= Beginning of Section =

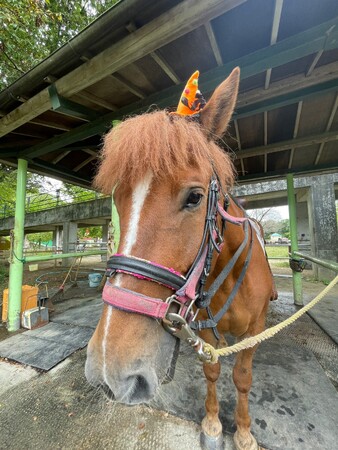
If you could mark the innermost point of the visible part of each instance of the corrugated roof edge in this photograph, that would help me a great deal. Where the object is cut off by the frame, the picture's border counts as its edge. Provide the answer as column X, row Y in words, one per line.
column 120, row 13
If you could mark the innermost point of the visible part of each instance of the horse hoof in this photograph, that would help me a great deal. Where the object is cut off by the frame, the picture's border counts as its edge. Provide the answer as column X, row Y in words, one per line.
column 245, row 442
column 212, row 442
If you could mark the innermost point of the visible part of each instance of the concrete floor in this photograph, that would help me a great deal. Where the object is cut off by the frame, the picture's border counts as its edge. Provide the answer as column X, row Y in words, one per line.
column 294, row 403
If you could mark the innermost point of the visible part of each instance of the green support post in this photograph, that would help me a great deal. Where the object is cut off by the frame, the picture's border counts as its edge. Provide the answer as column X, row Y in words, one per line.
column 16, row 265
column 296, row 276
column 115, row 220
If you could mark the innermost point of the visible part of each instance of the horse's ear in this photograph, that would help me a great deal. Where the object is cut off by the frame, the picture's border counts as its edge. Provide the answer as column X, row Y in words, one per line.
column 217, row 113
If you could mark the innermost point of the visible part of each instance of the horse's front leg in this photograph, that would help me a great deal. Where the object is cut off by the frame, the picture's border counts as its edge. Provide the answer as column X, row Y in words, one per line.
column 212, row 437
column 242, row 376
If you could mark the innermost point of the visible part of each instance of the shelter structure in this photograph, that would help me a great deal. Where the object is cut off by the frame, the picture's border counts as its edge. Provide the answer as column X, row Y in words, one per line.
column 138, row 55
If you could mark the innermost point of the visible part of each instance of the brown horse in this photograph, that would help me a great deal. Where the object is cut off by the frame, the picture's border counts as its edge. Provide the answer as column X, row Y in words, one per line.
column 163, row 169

= End of Section =

▶ **Your task**:
Transcribe all the lines above exactly; any image among them is skipped.

▶ **Answer to this task**:
If you could mark the innermost point of the visible part of each instance of the corrugated roof edge in this photograph, that would help me a great deal. Where the object is cut off by the frame, the picture's border counts as its edge. Provide the answer as column X, row Y in words, one per line.
column 120, row 13
If you could mark the innermost point of the visible part of each instance of the horse hoof in this photograph, that would help me a great deal. Where the object is cut off by the frame, the picture's border counts as its edge. Provide the answer as column X, row Y in words, one per line.
column 245, row 442
column 212, row 442
If you could mark the innermost point of the visible part of each instance of the concrete floor in this photograph, that would help me a great deal. Where the object is cut off by the frame, the picture's border counts as its edge. Provide the answer as column X, row Y in words, one per line.
column 294, row 403
If you could mark the innermost point of the visible part of each instance of the green support post in this photograph, that would help me a great deal. Where the object is cut off by the frame, the picture's border counts as its edge. Provide the answer as column X, row Y in words, one per line.
column 16, row 265
column 296, row 276
column 115, row 220
If you could mark the innermost point of the visible part of each instance of the horse's ear in this photograph, that would help me a great deal. Where the object is cut off by the frame, the picture's border counts as its edge. Provide the answer as column X, row Y in words, one per line.
column 217, row 113
If you could mark the innermost point of the visible part of each instance of the horse's front leg in this photograph, that would help me a great deal. Where the object is cut off by the frame, the picture's border counts as its edge. Provide the answer as column X, row Y in words, one per line.
column 212, row 437
column 242, row 376
If you could mark the innermost point of the visible part of each instance of the shelter structure in this photograph, that would help me a great deal. Where the object is cut off by the frame, the picture's border counts as its edge. Provide the answer as column X, row Y in words, one per line.
column 138, row 55
If you could mark the innermost point of the visible part of each instance of the brown horse in this photograph, that would help me a great deal. Where the object is cut off by the frame, the picture's border counts as its edge. Provide the answer as column X, row Y in words, one per line.
column 163, row 169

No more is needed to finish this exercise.